#### Document passage
[Begin]

I disagree with assessment given by Chad in another answer. Management is not infallible. Certain direction may not be feasible, and to simply accept it because the decision has already been made is tantamount to agreeing with the decision. If the river forks, and you know which direction is pointed at the Impending Waterfall of Awful Doom, it does you no good whatsoever to complain that you advised the other fork once you're already flying off the ledge.

This comment is a bit closer to it, I think. The first thing I would advise, is strike the word "fight" from your vocabulary. The idea is conflict resolution, not instigation. Chad is correct in that if your direct manager is a lame duck, your options are terribly limited. But that doesn't leave you powerless.

I don't generally care to involve HR in these types of scenarios, but that is one option, by way of pure CYA. "I'm terribly concerned about the direction we're taking on this project, and I've voiced that concern to no effect. I just want it listed for the record that should the project fall short of its objectives, I provided alternative solutions that may have diverted that outcome."

Another option is to document as thoroughly as you can your predictions for the project, and the potential alternatives to management's chosen course of action. Losing a key member is easy enough to quantify; "The project requires x skillsets and x amount of time to complete. We are commencing development with x skillsets and x headcount." Math is rather incontrovertible. A bit more difficult to define is:

serious network issues which is impacting [work]

Still, documentation is your friend. Report to your manager, in email, what you are experiencing and its direct effect on the project. Provide a feasible solution, if you can, and ask for direction on how best to proceed. Neither of these are any more complicated than open communication.

Recognize that every problem presents an opportunity. Don't just point out what's wrong... offer solutions. "It's unfortunate for the project that person X is being reallocated, but if we can expend some effort on resolving Y's network issues, we may be able to offset the impact of losing X."

[End]

#### Entries

[Begin]

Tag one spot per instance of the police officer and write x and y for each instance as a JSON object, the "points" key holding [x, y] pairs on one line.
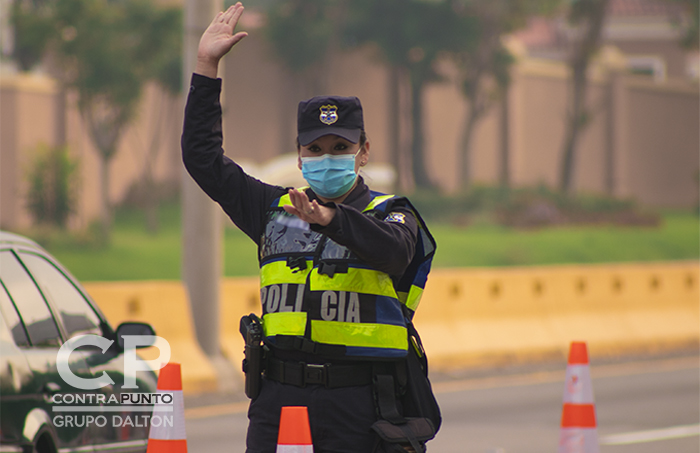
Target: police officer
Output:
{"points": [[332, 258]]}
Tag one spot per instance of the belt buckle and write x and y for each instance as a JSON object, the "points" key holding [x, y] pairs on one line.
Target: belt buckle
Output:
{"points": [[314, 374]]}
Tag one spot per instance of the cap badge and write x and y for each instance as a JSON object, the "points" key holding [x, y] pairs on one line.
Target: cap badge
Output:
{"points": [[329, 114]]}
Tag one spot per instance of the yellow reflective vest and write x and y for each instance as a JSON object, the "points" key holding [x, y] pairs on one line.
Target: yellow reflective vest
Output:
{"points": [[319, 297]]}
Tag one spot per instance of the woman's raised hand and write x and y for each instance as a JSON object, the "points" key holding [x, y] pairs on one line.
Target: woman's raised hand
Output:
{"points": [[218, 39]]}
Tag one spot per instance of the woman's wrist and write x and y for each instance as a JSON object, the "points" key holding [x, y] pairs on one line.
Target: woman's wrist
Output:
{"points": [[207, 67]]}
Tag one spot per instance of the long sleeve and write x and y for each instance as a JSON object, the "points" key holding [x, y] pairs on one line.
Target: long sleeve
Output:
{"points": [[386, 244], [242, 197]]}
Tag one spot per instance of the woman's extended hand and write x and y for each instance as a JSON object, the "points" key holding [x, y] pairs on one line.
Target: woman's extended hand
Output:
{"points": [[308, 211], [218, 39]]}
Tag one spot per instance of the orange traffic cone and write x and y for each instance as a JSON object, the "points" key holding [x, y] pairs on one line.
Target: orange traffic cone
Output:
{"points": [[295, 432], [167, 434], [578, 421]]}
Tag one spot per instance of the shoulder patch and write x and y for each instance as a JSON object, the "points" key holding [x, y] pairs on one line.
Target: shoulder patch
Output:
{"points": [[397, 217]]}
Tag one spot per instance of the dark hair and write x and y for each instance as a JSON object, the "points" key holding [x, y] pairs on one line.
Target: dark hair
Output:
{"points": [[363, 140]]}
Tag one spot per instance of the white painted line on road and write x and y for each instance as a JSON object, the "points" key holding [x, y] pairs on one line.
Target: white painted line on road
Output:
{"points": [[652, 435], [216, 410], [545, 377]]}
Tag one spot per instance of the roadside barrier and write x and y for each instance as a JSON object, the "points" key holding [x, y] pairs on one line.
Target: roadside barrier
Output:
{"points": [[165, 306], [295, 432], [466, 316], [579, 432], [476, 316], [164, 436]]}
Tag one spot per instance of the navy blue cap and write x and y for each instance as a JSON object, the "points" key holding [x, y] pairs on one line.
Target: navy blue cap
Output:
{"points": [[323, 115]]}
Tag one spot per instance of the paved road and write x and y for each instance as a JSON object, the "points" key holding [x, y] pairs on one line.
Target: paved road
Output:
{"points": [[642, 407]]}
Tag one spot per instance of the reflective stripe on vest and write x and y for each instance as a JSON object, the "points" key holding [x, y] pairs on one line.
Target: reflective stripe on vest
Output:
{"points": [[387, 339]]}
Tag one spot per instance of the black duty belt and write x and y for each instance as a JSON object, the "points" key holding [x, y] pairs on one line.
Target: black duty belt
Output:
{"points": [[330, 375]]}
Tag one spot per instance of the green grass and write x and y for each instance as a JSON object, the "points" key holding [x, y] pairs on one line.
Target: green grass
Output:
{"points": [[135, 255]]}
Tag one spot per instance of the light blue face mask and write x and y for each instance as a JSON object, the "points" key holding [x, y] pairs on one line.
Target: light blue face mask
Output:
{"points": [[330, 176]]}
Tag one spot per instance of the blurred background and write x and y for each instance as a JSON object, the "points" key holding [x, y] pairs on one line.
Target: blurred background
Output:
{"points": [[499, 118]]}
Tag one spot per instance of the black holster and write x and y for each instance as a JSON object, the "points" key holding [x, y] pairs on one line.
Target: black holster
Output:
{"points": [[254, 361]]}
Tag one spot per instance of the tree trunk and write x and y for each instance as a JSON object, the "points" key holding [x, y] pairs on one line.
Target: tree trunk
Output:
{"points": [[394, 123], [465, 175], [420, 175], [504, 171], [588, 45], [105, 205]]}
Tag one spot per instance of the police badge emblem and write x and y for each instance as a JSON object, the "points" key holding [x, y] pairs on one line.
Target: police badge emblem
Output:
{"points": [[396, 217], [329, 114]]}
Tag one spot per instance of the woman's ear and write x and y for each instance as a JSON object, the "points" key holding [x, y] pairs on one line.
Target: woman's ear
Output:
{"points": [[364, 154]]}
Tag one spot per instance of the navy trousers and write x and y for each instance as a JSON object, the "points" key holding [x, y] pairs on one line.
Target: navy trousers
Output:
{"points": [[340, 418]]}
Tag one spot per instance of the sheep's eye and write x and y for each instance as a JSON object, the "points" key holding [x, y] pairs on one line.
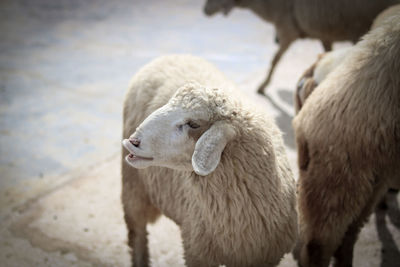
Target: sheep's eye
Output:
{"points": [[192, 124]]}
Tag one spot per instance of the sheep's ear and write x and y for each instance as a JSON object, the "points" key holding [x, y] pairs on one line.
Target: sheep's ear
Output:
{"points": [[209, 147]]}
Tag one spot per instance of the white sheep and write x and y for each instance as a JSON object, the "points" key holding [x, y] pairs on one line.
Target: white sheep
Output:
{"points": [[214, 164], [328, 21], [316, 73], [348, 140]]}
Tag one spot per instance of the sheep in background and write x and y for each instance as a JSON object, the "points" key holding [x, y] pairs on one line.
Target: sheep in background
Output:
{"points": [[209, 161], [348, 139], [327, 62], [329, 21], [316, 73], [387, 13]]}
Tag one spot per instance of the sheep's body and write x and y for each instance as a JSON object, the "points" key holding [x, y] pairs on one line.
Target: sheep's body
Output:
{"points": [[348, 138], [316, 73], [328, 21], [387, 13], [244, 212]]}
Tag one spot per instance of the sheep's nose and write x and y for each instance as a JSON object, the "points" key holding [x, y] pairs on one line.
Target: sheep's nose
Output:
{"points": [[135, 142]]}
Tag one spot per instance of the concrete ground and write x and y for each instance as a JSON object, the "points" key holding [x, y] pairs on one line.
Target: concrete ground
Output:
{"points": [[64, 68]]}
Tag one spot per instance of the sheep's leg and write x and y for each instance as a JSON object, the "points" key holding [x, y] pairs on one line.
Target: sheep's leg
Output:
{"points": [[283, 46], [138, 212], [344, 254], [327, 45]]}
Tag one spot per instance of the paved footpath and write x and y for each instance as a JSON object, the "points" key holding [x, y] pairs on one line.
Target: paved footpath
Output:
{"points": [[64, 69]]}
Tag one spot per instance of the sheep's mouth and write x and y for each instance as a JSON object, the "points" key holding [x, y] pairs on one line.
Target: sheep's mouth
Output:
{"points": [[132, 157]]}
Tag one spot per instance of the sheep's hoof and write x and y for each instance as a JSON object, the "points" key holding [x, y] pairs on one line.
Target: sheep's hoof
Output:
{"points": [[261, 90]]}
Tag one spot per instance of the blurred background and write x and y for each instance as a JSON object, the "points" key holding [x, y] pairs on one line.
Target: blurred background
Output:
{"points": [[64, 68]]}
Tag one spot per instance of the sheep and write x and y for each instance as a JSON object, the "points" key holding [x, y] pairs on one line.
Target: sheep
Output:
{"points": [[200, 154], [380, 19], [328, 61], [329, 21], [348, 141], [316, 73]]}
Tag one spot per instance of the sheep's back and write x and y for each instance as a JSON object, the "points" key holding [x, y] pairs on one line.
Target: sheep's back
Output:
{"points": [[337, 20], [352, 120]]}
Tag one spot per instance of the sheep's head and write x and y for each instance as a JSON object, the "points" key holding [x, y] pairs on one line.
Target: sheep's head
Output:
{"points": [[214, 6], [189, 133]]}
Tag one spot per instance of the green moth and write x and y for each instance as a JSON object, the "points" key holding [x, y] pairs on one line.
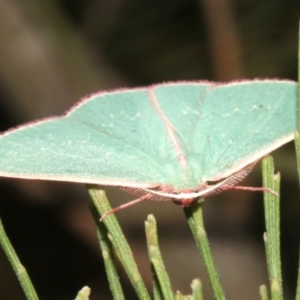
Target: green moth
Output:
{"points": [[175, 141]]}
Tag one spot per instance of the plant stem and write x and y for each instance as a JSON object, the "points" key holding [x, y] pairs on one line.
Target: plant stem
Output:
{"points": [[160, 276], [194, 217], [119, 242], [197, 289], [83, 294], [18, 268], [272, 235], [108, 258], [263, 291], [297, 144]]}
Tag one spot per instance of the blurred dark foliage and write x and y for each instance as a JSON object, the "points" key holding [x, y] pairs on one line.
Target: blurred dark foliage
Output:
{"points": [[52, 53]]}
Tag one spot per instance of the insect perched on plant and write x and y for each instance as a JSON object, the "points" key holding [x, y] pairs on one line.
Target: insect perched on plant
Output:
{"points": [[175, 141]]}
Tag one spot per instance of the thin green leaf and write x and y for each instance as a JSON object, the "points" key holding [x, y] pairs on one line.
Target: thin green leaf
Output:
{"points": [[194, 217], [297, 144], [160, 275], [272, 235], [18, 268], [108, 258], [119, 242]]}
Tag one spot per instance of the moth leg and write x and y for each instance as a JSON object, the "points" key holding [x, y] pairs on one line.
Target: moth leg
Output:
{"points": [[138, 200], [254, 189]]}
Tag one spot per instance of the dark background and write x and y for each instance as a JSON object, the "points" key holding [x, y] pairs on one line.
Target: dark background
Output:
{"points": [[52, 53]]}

[End]

#### Written task 1
Decide whether each statement agrees with the workplace advice text above. Answer yes or no for each, and quote the words of the text that settle it.
(a) The writer advises removing the word "fight" from one's vocabulary.
(b) The writer usually likes to bring HR into situations like this.
(c) The writer says losing a key member is hard to quantify.
#### Written task 2
Write the next part of the workplace advice text, picking up after its final sentence.

#### Task output 1
(a) Yes: "strike the word "fight" from your vocabulary."
(b) No: "I don't generally care to involve HR in these types of scenarios"
(c) No: "Losing a key member is easy enough to quantify"

#### Task output 2
As a manager, I will often turn to my team with project hurdles and ask them to help me determine a resolution, because I know that my team is entrenched in the technology and may know something that I don't. Sometimes it's just for a different set of eyes, or a sounding board, and sometimes just to let them know that I'm aware of their pain points, and that we're all in it together. Perhaps your manager employs a different tactic, but I can pretty much promise you that if you provide him with enough ammunition to correct course, everybody will thank you.

I do agree with Chad that you should give it your best effort. You may not be properly lauded for being a team player in the face of adversity, but at least you'll have the peace of mind that you were not one of the people throwing up their hands and crying "Who's John Galt?"

Finally, be prepared for the possibility that perhaps it can't be solved. The course may already be set and all you can do at this point is hand out life preservers. I've worked places where something had to fail in spectacular fashion before senior leadership recognized it as an issue; if that's the position you're in, then all you can is to continue to communicate your concerns.

Don't fight it. Solve it. And if it's truly unsolvable (which I am unlikely to concede), provide regular, honest and professional updates of how the project is progressing. "Sir, we're headed towards the waterfall... Once we pass that boulder ahead, there's no turning back... We just passed the boulder, should we start assessing who in the boat knows CPR?" At worst, nobody can cry surprise when you're going over the waterfall, and they won't be able to point the finger at you for it.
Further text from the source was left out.